--- MATERIAL FOR THIS TASK Enclosed Below ---

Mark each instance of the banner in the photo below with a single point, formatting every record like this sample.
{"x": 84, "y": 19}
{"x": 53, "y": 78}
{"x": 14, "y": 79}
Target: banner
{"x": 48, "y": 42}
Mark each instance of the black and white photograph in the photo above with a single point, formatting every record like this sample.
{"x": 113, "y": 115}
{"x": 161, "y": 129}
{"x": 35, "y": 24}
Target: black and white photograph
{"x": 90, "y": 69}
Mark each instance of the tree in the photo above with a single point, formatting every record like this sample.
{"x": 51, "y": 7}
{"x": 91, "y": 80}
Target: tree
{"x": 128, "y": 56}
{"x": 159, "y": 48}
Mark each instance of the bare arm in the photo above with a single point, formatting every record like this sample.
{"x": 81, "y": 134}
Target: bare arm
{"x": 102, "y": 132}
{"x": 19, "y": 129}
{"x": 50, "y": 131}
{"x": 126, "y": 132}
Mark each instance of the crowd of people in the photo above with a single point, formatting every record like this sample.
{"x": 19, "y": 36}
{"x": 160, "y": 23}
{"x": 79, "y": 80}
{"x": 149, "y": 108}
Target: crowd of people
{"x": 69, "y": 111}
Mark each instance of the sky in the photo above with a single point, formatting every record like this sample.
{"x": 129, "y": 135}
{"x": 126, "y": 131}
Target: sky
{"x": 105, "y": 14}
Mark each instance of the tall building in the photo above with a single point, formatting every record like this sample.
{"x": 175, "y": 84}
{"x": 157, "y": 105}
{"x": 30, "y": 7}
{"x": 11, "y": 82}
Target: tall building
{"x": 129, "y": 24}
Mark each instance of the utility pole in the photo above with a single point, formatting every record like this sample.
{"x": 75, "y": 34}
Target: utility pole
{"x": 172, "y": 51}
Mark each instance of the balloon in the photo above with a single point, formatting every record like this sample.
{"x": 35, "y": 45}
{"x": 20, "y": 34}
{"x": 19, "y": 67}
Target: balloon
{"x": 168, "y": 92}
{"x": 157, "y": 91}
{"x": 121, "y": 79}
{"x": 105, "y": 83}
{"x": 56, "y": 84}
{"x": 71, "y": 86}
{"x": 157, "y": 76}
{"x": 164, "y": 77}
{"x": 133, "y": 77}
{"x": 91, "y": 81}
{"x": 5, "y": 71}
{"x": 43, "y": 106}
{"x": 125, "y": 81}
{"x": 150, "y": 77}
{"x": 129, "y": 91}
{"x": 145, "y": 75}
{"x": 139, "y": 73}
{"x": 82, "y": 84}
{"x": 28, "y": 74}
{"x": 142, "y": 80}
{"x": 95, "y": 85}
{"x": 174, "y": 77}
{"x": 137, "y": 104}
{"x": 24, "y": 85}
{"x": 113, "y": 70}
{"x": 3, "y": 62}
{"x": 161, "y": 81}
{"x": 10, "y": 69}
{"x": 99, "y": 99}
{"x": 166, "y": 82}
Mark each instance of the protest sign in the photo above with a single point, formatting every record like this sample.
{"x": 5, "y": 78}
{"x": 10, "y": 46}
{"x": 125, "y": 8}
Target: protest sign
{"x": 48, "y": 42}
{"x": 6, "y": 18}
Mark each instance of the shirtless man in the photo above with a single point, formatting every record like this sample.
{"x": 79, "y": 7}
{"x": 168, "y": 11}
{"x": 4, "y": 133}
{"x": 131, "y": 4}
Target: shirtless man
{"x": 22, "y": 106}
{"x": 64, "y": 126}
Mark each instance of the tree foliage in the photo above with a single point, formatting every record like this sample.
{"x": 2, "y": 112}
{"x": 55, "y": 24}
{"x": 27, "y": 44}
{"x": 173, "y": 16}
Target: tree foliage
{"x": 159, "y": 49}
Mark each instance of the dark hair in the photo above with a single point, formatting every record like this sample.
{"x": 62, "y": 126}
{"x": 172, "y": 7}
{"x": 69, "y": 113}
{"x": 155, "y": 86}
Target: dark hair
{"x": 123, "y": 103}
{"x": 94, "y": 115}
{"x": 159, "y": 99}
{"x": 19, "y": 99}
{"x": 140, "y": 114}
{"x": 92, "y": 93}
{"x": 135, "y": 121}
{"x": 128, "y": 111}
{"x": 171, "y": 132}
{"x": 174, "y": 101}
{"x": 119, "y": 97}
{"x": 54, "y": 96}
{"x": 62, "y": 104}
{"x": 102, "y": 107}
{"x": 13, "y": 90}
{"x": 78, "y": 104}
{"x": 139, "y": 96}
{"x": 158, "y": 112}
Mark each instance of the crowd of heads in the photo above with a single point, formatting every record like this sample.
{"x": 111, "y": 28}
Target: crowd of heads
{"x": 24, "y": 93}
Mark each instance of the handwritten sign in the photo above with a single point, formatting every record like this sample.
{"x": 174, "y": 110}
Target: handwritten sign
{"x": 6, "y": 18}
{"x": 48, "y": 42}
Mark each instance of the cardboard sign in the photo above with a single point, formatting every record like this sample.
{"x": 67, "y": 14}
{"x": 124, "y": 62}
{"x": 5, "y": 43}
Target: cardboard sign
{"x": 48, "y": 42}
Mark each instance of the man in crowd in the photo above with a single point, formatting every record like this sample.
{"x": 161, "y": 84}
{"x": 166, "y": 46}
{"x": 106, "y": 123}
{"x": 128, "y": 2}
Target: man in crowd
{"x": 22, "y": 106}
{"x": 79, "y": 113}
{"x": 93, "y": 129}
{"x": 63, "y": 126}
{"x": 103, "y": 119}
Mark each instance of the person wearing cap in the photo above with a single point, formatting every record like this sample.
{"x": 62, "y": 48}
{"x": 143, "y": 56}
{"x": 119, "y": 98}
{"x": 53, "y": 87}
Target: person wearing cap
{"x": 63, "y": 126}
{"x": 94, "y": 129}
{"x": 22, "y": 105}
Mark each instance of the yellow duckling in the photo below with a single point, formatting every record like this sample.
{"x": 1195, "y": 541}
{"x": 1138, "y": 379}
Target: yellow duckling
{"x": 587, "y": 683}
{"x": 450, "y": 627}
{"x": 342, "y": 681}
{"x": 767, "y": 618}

--- End of Enclosed MATERIAL FOR THIS TASK ---
--- MATERIAL FOR THIS TASK Enclosed Below ---

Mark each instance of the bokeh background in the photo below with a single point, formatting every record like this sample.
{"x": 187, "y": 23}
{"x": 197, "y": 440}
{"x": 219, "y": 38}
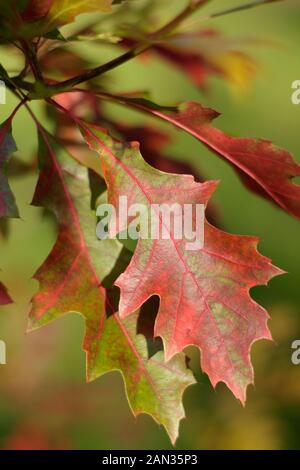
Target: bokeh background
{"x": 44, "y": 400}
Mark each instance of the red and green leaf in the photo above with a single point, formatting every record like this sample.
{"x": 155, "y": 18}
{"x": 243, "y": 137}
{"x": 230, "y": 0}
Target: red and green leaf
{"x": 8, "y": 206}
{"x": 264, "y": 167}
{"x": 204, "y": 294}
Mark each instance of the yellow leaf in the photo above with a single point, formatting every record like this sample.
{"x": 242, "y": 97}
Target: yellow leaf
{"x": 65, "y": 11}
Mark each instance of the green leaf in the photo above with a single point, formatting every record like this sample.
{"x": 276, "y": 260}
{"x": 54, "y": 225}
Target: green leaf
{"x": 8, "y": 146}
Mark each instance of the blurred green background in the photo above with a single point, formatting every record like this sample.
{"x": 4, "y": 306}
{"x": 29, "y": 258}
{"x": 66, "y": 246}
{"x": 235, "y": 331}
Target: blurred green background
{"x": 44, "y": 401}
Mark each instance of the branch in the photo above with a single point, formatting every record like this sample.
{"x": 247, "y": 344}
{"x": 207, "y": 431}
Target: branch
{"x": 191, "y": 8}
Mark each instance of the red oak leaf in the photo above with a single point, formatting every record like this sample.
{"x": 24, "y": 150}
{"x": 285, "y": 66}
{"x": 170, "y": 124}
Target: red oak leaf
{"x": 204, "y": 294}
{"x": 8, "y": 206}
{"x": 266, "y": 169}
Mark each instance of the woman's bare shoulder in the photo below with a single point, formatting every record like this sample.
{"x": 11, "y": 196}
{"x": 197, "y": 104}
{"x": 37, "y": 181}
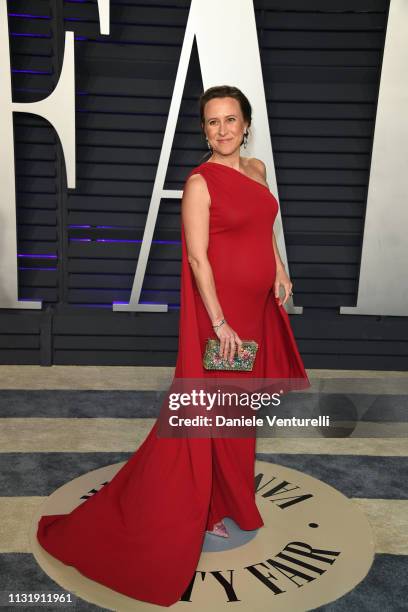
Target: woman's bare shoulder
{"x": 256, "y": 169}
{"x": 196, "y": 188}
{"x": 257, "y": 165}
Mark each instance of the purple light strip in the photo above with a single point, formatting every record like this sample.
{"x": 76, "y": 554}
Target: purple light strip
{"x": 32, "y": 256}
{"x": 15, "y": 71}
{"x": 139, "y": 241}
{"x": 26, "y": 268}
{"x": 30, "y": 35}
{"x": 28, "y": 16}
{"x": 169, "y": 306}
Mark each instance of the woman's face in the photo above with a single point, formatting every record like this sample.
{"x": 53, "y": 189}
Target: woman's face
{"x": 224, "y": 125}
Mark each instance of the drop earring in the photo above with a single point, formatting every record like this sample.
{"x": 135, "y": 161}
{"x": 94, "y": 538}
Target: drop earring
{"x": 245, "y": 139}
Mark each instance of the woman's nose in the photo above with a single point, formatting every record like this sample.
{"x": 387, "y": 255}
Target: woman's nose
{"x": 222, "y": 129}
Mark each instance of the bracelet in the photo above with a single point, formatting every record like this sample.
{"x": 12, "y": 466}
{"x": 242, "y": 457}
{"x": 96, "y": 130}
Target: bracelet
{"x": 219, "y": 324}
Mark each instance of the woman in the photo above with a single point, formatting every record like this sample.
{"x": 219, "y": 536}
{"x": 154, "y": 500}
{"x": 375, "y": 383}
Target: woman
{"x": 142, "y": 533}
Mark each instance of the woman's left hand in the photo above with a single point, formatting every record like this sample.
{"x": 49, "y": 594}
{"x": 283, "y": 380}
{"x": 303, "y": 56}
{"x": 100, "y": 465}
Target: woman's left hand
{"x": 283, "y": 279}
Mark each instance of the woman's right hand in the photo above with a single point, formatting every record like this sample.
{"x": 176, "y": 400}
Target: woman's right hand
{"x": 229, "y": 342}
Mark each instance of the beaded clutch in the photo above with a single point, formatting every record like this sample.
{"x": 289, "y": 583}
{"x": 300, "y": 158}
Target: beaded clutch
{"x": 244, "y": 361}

--- End of Enclosed MATERIAL FOR THIS TASK ---
--- MATERIAL FOR THIS TASK Enclosed Below ---

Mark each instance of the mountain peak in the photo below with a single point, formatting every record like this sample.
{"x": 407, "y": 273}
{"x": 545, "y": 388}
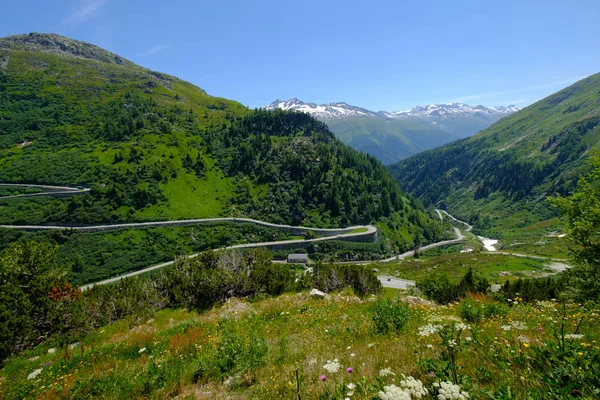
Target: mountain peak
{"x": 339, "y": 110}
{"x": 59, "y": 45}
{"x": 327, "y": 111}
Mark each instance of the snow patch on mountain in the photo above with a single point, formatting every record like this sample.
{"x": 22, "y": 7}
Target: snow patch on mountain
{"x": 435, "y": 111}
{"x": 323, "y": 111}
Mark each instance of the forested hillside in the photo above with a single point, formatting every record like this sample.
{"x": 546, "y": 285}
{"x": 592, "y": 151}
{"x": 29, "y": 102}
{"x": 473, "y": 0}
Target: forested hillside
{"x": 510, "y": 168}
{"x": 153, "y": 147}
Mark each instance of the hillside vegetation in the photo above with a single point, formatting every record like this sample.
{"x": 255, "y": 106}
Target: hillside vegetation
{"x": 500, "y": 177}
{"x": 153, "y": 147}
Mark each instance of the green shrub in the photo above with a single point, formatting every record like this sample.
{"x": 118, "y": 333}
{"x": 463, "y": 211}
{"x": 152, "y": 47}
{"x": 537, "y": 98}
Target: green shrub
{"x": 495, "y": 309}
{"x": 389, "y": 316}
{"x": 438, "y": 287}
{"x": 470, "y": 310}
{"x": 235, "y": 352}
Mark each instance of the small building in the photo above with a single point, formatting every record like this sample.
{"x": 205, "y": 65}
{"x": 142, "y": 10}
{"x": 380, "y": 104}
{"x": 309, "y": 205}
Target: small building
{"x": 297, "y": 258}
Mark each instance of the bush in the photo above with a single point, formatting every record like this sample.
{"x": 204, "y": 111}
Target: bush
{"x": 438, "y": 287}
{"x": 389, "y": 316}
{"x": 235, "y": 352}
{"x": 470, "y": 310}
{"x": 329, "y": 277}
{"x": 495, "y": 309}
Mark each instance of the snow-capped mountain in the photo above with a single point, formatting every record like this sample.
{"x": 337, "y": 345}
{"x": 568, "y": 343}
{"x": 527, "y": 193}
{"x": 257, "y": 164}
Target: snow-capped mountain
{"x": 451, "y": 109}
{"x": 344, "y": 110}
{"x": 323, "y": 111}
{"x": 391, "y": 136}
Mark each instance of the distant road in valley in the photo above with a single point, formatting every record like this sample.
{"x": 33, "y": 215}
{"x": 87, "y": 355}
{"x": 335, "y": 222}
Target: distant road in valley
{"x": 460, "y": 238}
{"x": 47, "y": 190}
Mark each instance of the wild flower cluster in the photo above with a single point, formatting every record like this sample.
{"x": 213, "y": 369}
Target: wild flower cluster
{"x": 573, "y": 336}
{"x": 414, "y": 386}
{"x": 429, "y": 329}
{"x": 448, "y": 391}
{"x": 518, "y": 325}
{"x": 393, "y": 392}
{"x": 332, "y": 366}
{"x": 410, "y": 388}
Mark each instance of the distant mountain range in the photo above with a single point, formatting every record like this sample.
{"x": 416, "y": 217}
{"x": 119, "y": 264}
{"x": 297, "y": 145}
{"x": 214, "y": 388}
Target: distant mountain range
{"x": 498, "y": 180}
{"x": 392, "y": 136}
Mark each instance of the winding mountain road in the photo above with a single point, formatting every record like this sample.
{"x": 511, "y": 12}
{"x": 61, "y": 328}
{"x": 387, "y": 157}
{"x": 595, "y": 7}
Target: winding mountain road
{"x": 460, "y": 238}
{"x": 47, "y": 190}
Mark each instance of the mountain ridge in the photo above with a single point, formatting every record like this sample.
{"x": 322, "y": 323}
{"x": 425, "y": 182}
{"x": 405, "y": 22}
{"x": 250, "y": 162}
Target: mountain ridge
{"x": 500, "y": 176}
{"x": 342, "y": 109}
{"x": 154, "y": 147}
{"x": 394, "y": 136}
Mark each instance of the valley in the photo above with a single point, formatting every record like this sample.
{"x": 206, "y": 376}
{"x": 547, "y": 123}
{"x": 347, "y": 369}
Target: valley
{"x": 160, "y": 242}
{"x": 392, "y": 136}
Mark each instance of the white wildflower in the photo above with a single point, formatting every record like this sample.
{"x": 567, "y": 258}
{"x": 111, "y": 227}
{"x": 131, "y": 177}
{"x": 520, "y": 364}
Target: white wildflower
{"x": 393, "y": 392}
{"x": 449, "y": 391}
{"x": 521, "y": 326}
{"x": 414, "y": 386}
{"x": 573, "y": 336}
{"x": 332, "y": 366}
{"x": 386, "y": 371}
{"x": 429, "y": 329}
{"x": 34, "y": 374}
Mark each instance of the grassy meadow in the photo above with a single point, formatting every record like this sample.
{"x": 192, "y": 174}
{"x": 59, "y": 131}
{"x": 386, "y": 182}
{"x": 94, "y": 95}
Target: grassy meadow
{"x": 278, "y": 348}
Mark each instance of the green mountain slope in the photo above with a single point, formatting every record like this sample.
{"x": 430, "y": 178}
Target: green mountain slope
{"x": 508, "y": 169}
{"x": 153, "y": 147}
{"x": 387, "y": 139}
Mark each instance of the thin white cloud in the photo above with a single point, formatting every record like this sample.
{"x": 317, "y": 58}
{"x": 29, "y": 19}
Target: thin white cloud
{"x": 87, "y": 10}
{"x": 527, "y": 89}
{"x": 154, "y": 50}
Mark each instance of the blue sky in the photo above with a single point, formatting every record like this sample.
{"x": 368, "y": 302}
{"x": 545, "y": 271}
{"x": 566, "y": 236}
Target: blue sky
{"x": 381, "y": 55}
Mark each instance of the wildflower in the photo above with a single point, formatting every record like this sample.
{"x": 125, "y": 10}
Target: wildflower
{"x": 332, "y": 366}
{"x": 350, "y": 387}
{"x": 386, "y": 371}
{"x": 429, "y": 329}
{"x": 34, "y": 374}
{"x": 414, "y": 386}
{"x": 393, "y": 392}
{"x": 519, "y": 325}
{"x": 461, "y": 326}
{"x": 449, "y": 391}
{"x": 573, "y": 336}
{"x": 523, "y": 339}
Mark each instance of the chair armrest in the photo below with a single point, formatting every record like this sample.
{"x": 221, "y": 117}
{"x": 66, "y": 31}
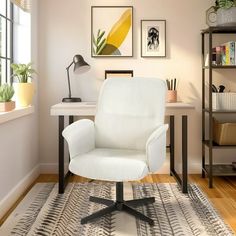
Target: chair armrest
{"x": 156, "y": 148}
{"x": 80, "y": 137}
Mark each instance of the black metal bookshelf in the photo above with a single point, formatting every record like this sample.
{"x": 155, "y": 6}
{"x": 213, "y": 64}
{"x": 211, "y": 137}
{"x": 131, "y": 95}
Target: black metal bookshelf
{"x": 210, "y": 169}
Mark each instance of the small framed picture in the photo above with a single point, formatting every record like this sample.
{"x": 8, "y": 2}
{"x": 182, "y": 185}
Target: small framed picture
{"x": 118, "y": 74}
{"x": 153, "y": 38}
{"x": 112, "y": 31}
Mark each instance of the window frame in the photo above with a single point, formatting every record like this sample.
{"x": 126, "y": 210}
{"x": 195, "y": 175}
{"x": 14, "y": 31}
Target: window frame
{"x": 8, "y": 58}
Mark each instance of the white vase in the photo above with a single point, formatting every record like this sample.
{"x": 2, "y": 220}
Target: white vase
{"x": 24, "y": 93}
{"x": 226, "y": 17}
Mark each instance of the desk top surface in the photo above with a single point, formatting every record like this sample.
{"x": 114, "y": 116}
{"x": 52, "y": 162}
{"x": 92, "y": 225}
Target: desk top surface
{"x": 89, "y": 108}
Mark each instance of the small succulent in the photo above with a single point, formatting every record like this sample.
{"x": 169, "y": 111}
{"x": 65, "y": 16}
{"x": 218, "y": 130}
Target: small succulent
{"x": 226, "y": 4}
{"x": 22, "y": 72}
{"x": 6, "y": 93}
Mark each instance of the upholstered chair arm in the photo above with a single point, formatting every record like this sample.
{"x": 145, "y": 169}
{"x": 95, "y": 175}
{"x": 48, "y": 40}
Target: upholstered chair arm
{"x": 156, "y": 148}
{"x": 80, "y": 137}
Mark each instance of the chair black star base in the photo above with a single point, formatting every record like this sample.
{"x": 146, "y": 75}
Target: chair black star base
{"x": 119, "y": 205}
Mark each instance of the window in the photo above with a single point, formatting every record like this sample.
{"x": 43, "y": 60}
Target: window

--- End of Enclosed MATERIAL FOR THIS TASK ---

_YOUR ASSIGNMENT_: When you reach the line with "Target: shirtless man" in the records above, start writing out lines exactly, and stop once the line with "Mark each instance of the handwritten" has been written; include nothing else.

_TASK OUTPUT_:
Target: shirtless man
{"x": 22, "y": 106}
{"x": 64, "y": 126}
Mark each instance of the tree foliage in the photo above with a single point, formatting every record like this sample.
{"x": 2, "y": 112}
{"x": 55, "y": 24}
{"x": 27, "y": 44}
{"x": 173, "y": 16}
Target: tree foliage
{"x": 159, "y": 49}
Mark each instance of the dark hair in the photo above with a single point, formatting every record like this sample.
{"x": 62, "y": 126}
{"x": 172, "y": 7}
{"x": 69, "y": 113}
{"x": 155, "y": 86}
Target: dark hair
{"x": 123, "y": 103}
{"x": 94, "y": 115}
{"x": 159, "y": 99}
{"x": 19, "y": 99}
{"x": 140, "y": 114}
{"x": 92, "y": 93}
{"x": 135, "y": 121}
{"x": 128, "y": 111}
{"x": 171, "y": 132}
{"x": 174, "y": 101}
{"x": 119, "y": 97}
{"x": 54, "y": 96}
{"x": 62, "y": 104}
{"x": 102, "y": 107}
{"x": 13, "y": 90}
{"x": 78, "y": 104}
{"x": 139, "y": 96}
{"x": 158, "y": 112}
Mark each instance of the crowd of heads in the photo above with a single point, formatting every record like this sample.
{"x": 111, "y": 28}
Target: crowd of heads
{"x": 24, "y": 93}
Mark each instance of the handwritten sign in the photo above with a single point, formatting every record like this sample.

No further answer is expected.